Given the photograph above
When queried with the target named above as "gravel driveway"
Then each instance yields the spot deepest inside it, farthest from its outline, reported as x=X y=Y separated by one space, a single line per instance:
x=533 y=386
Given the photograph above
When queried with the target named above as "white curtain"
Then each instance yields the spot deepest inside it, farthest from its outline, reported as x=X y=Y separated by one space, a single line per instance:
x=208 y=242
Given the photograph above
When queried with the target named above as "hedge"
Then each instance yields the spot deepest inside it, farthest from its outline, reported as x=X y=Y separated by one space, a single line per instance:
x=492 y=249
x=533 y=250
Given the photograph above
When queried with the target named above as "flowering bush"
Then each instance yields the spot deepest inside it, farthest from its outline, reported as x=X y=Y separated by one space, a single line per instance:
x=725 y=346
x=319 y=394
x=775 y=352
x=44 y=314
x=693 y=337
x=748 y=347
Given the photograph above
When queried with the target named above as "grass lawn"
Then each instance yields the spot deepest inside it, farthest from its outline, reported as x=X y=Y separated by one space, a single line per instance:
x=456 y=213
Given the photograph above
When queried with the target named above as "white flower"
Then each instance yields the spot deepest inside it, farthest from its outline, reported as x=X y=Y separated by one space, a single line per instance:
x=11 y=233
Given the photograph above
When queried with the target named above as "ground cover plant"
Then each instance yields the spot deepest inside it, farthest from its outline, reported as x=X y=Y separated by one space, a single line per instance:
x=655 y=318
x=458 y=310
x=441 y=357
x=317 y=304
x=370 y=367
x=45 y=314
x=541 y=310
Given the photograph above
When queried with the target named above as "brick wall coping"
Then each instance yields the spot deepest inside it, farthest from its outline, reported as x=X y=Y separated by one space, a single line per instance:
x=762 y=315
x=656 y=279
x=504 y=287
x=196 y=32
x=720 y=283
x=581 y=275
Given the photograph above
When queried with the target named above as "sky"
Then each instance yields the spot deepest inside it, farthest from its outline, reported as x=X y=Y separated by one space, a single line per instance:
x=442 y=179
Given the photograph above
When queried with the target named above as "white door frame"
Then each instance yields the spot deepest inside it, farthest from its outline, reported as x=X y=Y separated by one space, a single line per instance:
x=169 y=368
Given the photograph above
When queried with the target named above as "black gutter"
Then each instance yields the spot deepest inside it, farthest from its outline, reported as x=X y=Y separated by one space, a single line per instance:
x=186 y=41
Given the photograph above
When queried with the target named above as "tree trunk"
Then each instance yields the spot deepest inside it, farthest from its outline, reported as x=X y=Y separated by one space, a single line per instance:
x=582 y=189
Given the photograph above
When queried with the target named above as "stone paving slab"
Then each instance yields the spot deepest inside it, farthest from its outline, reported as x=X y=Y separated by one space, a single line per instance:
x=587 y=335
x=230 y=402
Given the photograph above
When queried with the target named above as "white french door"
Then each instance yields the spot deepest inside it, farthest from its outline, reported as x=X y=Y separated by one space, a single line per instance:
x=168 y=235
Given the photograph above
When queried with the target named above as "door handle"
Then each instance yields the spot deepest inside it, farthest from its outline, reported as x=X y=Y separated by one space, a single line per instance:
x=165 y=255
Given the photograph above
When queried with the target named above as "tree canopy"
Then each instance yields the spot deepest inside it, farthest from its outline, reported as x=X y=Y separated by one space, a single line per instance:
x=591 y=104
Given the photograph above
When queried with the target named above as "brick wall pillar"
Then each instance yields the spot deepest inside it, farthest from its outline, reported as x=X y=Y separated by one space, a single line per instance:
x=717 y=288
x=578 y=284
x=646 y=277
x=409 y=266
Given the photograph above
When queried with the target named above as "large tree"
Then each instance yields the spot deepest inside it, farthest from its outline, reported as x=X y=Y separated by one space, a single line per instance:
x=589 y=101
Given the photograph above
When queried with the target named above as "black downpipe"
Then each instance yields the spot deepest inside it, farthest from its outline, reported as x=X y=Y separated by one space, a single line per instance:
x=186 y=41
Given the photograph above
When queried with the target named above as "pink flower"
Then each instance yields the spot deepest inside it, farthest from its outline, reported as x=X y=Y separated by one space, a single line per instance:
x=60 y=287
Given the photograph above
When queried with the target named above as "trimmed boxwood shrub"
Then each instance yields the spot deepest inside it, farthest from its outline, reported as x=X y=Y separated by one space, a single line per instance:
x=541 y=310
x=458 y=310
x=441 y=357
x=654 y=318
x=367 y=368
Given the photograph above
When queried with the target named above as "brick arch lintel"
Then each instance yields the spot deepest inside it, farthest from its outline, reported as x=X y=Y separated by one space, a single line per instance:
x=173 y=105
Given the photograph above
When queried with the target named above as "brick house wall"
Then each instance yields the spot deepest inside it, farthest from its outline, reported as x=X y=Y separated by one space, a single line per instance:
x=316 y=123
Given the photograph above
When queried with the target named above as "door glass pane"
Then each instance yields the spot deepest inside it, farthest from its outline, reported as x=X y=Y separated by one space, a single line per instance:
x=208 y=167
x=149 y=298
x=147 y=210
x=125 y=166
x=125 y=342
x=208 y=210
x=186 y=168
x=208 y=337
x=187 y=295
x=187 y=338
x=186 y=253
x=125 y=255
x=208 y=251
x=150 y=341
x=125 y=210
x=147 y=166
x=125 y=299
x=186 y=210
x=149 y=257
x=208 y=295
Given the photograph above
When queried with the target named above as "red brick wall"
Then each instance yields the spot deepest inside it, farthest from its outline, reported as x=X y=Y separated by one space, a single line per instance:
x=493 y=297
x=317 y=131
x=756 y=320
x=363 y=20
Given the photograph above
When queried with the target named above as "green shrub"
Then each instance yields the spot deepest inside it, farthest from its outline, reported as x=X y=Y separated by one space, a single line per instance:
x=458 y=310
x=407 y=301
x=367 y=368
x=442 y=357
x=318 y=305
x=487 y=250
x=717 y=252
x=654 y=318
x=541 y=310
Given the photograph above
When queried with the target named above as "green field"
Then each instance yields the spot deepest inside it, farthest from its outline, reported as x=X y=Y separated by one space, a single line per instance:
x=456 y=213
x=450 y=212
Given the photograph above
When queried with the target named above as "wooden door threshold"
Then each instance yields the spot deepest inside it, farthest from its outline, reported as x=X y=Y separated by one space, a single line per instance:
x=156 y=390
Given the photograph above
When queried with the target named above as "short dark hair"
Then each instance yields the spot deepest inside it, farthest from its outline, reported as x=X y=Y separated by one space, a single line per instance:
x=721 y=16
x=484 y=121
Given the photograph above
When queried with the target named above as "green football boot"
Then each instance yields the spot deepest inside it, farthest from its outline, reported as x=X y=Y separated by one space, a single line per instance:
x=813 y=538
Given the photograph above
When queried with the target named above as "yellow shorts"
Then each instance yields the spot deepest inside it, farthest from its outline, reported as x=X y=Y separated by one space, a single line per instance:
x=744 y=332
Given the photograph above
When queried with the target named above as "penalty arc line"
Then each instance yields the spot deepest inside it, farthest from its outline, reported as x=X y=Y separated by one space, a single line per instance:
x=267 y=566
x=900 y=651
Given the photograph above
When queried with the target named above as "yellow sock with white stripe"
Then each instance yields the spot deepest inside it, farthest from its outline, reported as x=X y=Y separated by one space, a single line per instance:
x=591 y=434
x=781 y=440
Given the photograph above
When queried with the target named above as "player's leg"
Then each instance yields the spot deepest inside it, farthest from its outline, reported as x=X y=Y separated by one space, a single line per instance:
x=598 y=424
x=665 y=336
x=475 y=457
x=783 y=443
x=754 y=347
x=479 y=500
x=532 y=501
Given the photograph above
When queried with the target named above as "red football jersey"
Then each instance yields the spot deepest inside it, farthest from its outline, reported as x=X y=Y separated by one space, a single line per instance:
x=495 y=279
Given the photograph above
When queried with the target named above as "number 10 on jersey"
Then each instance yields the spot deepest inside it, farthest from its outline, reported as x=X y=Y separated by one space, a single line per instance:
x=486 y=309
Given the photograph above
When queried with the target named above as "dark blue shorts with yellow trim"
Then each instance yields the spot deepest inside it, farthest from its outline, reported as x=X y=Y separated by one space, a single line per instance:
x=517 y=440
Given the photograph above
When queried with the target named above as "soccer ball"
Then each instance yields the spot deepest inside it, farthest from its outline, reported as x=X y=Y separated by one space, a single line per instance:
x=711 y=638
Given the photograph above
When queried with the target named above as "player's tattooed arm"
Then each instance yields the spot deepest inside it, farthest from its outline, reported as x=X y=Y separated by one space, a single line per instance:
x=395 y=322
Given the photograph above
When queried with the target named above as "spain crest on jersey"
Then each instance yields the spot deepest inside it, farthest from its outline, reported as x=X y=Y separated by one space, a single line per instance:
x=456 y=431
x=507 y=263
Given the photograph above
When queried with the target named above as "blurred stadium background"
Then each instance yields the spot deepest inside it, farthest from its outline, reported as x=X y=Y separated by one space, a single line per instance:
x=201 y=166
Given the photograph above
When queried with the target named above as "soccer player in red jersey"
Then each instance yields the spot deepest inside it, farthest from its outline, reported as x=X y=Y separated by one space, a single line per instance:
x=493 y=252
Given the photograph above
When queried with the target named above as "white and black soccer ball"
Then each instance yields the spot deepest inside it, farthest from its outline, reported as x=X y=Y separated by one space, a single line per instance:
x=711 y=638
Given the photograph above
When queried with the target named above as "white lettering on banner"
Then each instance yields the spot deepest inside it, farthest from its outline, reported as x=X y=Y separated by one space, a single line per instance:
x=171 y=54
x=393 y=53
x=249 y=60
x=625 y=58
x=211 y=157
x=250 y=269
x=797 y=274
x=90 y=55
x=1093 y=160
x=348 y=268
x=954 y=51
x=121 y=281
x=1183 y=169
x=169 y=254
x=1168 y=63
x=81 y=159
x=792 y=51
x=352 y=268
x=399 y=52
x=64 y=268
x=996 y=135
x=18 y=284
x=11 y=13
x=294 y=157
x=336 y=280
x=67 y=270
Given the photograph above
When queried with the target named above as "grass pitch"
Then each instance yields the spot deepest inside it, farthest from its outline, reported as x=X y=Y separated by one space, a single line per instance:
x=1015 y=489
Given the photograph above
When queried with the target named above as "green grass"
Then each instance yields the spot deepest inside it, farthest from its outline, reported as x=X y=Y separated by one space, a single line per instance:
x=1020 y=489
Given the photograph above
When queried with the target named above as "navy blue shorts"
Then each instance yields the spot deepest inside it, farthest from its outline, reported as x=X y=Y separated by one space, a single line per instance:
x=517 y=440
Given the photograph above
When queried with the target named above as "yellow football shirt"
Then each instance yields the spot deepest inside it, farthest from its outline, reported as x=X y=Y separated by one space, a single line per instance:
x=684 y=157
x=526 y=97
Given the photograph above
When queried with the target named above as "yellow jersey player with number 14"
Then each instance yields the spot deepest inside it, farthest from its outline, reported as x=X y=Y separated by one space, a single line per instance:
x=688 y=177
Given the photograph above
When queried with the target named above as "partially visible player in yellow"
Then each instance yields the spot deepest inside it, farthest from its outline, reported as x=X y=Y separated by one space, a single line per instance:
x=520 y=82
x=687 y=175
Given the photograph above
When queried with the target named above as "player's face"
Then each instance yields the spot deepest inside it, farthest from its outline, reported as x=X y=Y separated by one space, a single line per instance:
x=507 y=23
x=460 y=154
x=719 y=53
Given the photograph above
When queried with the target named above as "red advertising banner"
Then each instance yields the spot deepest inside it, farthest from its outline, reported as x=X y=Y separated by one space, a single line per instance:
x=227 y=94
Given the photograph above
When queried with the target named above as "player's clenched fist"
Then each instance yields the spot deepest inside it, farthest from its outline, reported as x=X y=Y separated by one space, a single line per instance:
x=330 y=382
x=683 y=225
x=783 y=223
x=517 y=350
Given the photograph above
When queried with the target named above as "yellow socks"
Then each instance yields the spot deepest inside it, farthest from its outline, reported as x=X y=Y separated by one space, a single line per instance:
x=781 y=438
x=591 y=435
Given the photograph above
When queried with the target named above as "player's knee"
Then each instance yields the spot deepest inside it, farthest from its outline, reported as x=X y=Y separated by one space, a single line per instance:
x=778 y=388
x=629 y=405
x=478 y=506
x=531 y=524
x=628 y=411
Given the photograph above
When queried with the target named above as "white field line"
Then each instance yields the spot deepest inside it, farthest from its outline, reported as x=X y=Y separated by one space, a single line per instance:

→ SET TASK
Edit the data starting at its first line and ending at the line that contains "x=208 y=242", replacing "instance" with "occurrence" and changing nothing else. Give only those lines.

→ CORRECT ANSWER
Given the photograph above
When queried with the target named above as "gravel driveway"
Then each occurrence yields the spot deepest inside it, farthest from its outline, reported as x=X y=Y separated by one space, a single line per occurrence:
x=533 y=386
Given the photograph above
When queried with the target named above as "white curtain"
Then each occurrence yields the spot deepest inside it, farthest from its outline, reported as x=X y=Y separated by one space, a single line per occurrence:
x=208 y=242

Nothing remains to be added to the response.